RECORDS SHOWN |
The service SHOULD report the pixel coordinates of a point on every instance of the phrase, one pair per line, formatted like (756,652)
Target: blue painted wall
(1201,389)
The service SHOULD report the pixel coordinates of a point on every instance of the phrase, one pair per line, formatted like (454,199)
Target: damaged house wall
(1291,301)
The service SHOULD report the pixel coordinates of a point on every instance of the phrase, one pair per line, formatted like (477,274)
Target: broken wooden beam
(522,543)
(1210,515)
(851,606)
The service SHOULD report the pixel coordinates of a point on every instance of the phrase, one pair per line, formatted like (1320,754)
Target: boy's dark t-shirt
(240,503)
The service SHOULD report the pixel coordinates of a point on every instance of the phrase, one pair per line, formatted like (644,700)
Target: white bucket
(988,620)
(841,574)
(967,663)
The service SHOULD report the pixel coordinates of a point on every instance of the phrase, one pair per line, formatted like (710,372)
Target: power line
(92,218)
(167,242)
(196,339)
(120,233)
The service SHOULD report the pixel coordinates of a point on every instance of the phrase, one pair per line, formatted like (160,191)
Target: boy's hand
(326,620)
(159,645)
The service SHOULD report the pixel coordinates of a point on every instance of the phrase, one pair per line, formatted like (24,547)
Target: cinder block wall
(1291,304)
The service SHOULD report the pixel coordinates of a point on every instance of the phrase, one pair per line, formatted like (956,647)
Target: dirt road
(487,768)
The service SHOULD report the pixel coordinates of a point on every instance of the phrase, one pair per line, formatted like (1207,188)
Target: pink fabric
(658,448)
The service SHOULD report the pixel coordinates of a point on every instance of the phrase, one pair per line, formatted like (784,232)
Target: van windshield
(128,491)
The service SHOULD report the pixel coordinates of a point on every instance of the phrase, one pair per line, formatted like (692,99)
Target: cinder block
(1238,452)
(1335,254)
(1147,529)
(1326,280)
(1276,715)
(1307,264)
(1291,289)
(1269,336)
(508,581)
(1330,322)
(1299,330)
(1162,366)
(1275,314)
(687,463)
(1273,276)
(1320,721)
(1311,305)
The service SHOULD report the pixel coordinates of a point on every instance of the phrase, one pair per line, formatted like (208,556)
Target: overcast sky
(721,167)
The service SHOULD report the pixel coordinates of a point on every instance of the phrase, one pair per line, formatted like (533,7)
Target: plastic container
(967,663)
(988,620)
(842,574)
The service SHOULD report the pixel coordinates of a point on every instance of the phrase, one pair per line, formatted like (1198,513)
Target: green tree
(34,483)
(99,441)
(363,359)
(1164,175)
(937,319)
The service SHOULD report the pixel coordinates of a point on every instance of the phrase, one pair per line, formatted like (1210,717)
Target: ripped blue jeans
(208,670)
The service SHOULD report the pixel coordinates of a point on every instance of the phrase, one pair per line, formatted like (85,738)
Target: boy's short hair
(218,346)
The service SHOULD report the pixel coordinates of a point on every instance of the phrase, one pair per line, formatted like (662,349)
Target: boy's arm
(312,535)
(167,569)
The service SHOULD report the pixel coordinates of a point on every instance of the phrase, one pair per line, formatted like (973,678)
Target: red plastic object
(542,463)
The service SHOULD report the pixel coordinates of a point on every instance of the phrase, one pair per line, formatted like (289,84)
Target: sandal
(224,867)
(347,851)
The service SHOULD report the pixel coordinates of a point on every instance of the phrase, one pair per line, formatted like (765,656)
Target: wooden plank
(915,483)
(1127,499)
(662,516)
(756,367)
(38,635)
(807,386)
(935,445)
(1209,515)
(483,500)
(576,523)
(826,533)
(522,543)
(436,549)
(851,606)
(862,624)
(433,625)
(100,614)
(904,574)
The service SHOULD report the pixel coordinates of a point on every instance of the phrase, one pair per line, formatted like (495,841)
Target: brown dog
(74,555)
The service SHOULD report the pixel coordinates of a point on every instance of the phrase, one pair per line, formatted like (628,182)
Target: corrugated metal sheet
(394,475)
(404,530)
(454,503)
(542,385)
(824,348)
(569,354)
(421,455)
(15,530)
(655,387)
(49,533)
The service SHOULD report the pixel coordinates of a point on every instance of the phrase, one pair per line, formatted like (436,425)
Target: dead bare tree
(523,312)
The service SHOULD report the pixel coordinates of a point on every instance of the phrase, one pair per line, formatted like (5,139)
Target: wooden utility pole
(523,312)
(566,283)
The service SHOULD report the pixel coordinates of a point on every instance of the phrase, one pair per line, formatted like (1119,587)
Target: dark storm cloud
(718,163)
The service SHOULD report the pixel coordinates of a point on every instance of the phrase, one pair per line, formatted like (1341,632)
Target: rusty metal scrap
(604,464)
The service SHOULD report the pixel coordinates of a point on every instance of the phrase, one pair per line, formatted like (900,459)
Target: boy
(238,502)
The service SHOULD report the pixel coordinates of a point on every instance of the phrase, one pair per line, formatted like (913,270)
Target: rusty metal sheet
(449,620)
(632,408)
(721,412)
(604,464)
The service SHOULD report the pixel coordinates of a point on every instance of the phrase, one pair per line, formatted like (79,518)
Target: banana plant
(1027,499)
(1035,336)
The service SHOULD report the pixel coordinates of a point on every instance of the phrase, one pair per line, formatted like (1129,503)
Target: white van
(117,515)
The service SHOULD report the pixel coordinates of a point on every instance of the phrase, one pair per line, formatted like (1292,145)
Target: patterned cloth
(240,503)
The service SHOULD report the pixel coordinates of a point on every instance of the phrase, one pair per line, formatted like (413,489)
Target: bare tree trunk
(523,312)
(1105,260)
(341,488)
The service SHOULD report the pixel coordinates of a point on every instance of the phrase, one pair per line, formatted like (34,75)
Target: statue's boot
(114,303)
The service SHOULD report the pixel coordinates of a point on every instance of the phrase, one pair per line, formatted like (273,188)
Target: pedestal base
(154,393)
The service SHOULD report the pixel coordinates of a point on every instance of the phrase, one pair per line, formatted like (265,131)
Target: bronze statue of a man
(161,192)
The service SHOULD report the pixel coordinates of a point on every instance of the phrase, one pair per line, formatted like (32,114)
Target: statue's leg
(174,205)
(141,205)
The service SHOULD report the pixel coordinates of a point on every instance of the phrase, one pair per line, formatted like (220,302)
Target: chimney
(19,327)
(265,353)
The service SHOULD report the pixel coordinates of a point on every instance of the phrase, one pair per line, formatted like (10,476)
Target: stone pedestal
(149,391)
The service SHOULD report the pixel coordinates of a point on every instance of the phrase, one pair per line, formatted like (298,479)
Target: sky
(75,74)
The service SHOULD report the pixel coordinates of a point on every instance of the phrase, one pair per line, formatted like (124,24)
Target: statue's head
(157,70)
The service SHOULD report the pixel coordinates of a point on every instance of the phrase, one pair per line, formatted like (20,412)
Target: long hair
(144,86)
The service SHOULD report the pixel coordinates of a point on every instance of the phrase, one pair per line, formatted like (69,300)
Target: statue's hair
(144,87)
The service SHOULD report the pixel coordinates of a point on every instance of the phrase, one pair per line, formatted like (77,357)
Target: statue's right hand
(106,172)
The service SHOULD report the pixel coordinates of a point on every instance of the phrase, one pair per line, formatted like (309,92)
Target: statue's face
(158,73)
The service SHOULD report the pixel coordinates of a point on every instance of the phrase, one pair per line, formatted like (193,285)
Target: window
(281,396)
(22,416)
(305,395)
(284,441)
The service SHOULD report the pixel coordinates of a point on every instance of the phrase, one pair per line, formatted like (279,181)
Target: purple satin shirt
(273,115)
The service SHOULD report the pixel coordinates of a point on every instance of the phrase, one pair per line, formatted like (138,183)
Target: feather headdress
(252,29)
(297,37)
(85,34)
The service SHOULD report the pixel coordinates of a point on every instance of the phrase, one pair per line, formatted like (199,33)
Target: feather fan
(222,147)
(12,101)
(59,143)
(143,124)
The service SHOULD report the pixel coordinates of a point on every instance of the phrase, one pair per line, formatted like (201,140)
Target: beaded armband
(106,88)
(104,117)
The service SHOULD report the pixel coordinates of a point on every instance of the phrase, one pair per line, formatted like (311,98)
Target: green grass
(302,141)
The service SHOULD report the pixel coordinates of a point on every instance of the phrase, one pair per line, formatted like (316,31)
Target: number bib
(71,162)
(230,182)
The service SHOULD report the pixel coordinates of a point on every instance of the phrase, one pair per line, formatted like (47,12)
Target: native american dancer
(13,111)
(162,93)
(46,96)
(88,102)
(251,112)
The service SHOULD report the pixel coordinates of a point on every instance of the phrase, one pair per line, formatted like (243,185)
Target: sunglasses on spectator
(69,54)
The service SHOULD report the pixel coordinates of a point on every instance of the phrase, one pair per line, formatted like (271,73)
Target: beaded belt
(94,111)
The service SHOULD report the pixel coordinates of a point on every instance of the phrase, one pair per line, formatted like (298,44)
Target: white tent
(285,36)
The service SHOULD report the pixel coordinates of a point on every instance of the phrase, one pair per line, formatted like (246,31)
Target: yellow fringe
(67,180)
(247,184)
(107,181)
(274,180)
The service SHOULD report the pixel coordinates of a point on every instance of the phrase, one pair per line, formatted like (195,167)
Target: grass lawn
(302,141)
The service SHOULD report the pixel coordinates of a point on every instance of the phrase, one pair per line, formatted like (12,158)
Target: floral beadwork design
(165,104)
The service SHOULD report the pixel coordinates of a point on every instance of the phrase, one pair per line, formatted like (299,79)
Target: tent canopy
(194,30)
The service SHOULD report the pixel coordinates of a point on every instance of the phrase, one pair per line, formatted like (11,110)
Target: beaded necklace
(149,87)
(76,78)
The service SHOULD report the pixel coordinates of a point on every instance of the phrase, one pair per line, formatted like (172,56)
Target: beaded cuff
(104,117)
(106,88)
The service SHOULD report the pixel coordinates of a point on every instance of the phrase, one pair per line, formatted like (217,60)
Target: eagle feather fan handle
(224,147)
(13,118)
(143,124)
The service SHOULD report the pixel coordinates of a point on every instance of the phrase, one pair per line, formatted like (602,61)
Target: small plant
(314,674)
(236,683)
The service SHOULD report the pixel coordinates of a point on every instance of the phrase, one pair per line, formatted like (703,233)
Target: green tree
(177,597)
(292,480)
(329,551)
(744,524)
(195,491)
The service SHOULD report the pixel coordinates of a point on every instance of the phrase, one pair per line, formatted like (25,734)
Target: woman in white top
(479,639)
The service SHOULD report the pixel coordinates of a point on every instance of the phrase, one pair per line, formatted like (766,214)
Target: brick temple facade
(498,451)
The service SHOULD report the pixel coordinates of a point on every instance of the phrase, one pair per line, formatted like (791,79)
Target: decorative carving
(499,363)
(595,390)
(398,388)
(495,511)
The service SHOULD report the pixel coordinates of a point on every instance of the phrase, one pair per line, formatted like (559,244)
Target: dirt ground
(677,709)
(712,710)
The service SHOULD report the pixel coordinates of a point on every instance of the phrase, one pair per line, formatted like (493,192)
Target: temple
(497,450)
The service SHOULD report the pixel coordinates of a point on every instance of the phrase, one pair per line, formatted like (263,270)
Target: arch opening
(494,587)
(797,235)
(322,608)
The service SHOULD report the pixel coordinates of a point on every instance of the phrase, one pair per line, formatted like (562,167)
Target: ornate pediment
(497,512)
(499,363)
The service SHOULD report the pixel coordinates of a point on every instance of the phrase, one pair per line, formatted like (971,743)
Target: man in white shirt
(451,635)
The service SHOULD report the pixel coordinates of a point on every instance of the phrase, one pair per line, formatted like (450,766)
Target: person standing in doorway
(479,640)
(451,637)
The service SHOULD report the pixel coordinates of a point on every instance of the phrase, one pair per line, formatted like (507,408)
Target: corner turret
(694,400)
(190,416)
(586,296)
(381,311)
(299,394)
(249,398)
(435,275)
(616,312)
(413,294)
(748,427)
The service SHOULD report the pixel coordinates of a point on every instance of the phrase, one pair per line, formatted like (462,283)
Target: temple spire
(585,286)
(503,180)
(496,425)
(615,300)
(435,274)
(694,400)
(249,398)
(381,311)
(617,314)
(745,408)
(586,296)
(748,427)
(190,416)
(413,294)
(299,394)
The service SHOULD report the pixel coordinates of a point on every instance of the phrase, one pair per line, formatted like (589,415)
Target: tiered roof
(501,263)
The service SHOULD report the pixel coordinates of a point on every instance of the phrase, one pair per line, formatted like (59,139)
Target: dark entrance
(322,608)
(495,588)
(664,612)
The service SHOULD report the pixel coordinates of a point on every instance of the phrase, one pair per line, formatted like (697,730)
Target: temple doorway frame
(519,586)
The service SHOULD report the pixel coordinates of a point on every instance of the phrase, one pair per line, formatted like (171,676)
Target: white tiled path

OBJECTIVE |
Arrange every line of the data, from the line containing "formatted like (589,415)" through the end of the data, as a Markdown table. Use the columns Row and Line, and omit any blank lines.

EXERCISE SOLUTION |
| Row | Line |
|---|---|
| 1 | The service SHOULD report the pixel coordinates of a point on every instance of the phrase, one pair per line, formatted like (589,415) |
| 2 | Target: tiered roof |
| 3 | (501,263) |
| 4 | The service SHOULD report the pixel coordinates of a point on every instance of the phrase, one pair per line, formatted like (59,139) |
| 5 | Target: dark entrance |
| 6 | (322,608) |
| 7 | (495,588) |
| 8 | (664,612) |
| 9 | The service SHOULD report the pixel coordinates of a point on every instance of the phrase, one pair per line, formatted like (697,730) |
| 10 | Target: temple doorway frame |
| 11 | (519,586) |
| 12 | The service SHOULD report the pixel coordinates of a point on every instance of the phrase, one pair per line, formatted like (171,676) |
| 13 | Target: white tiled path |